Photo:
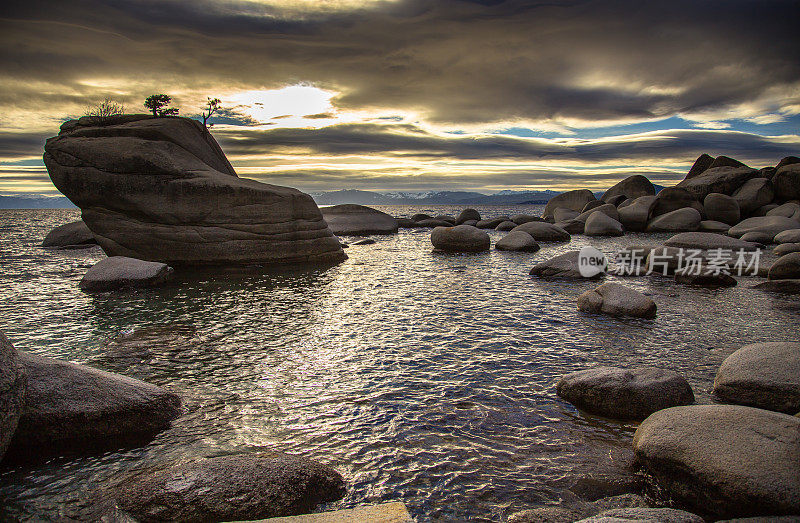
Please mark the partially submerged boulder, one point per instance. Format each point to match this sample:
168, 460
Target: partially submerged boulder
461, 238
74, 407
620, 393
763, 375
358, 220
235, 487
161, 189
121, 272
517, 241
723, 459
615, 299
73, 235
12, 391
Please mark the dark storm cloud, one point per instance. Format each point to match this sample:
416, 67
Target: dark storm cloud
453, 61
679, 146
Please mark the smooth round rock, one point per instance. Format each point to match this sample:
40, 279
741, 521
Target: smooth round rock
726, 460
461, 238
12, 391
544, 232
74, 235
121, 272
624, 393
616, 299
786, 268
467, 215
764, 375
517, 241
238, 487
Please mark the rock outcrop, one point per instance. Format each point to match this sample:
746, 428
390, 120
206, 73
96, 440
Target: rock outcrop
12, 391
236, 487
625, 393
70, 406
120, 272
726, 460
161, 189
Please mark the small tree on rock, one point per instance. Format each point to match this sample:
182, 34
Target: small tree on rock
158, 104
212, 106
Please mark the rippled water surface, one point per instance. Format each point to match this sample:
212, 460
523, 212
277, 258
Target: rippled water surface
421, 377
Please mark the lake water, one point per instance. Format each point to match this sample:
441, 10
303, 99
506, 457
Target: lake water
422, 377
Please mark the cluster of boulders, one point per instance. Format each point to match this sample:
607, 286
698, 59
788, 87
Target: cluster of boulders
738, 458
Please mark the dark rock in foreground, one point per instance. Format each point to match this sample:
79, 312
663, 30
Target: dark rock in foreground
12, 391
763, 375
161, 189
73, 235
74, 407
726, 460
120, 272
227, 488
625, 393
358, 220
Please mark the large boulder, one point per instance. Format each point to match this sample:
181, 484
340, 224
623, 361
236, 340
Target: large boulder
755, 193
724, 179
615, 299
12, 391
544, 232
722, 208
120, 272
631, 187
461, 238
763, 375
358, 220
686, 219
634, 216
562, 266
600, 224
234, 487
787, 182
70, 406
786, 268
723, 459
619, 393
708, 240
161, 189
671, 199
771, 225
575, 200
517, 241
73, 235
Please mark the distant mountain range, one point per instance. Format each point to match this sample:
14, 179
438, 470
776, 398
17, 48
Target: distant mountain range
35, 202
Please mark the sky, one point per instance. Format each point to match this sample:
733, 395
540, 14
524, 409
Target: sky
417, 95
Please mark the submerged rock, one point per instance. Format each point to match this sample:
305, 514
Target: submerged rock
461, 238
615, 299
764, 375
723, 459
12, 391
227, 488
176, 199
358, 220
625, 393
70, 406
120, 272
517, 241
70, 236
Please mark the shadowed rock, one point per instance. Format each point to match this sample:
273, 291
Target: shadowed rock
70, 406
226, 488
160, 189
725, 460
74, 235
625, 393
12, 391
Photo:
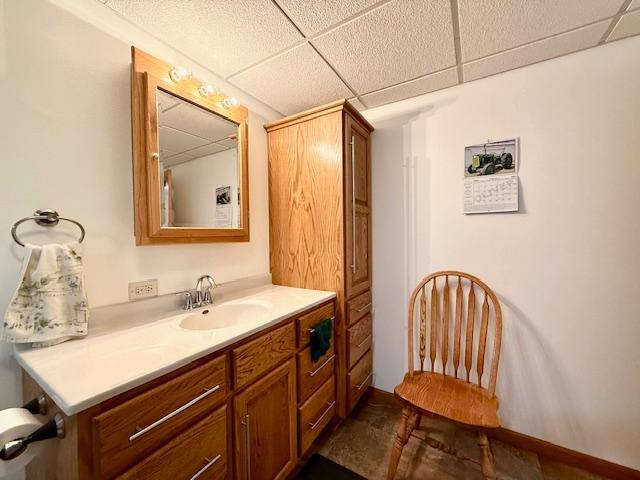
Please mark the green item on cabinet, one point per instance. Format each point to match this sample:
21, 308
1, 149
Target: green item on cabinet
320, 338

-----

● Work request:
The data above must be given back verbatim, minus its images.

● Response:
Photo:
Please mark the partially submerged boulder, one point per instance. Format each point to match this sample:
168, 460
Target: partially submerged boulder
461, 238
74, 407
620, 393
763, 375
358, 220
235, 487
161, 189
121, 272
517, 241
723, 459
615, 299
73, 235
12, 391
Please mark the dark storm cloud, one point per instance. Format each point to match this sample:
416, 67
Target: dark storm cloud
453, 61
679, 146
Please mark the smooth round rock, one point per instance. Format each point to match this sample:
40, 279
741, 521
Target: smooth round rock
726, 460
461, 238
12, 391
544, 232
74, 235
121, 272
624, 393
616, 299
786, 268
467, 215
764, 375
517, 241
238, 487
Please mark the rock outcrop, one point per instance. Format each point to match this sample:
746, 428
390, 120
206, 73
96, 440
Target: rock outcrop
12, 391
236, 487
625, 393
70, 406
120, 272
726, 460
161, 189
Please mark the small tree on rock, one point per instance. Format each point to match this sample:
182, 34
Target: small tree on rock
158, 104
212, 106
Please mark the rippled water surface, one point per instance. Format each point to match this sample:
212, 460
523, 212
277, 258
Target: rippled water surface
421, 377
Please mark the lake water, one point per instance. Format each point to match this sample:
441, 10
303, 99
506, 457
Target: lake water
422, 377
Please mark the cluster of boulders, one point per instance. Format each point to match this sample:
607, 286
698, 59
788, 87
Target: cluster of boulders
738, 458
Please mark the dark rock in foreground, one point per instance. Format each point to match this sample:
79, 312
663, 30
Target: dark rock in foreground
12, 391
763, 375
161, 189
73, 235
74, 407
726, 460
120, 272
227, 488
625, 393
358, 220
Please mark the large boulder, one point per instance. Format each point to match this sample:
181, 484
340, 224
623, 361
236, 340
Target: large boulder
755, 193
724, 179
615, 299
12, 391
544, 232
722, 208
120, 272
631, 187
461, 238
763, 375
358, 220
686, 219
634, 216
562, 266
600, 224
234, 487
787, 182
70, 406
786, 268
723, 459
619, 393
708, 240
161, 189
671, 199
771, 225
575, 200
517, 241
73, 235
Please mark the distant mountain range, one point per instance. Format each point to match this sample:
14, 179
438, 470
776, 398
17, 48
Target: distant mountain range
35, 202
Please mark the sky, one point per instance. Format each point to match this sample:
733, 395
540, 14
524, 409
Target: sky
417, 95
Please mark the submerged rock, one point per instance. Format each point to match this sample:
305, 514
Target: submerged rock
461, 238
615, 299
764, 375
723, 459
12, 391
227, 488
176, 199
358, 220
625, 393
70, 406
120, 272
517, 241
70, 236
Please mark the shadowed rock, one point per instance. Format each point to match this sample:
273, 291
Target: shadowed rock
70, 406
226, 488
160, 189
725, 460
74, 235
625, 393
12, 391
Photo:
Please mark the green item on cabinet, one point per instance. Format each point to match this sample:
21, 308
1, 149
Target: green item on cabinet
320, 338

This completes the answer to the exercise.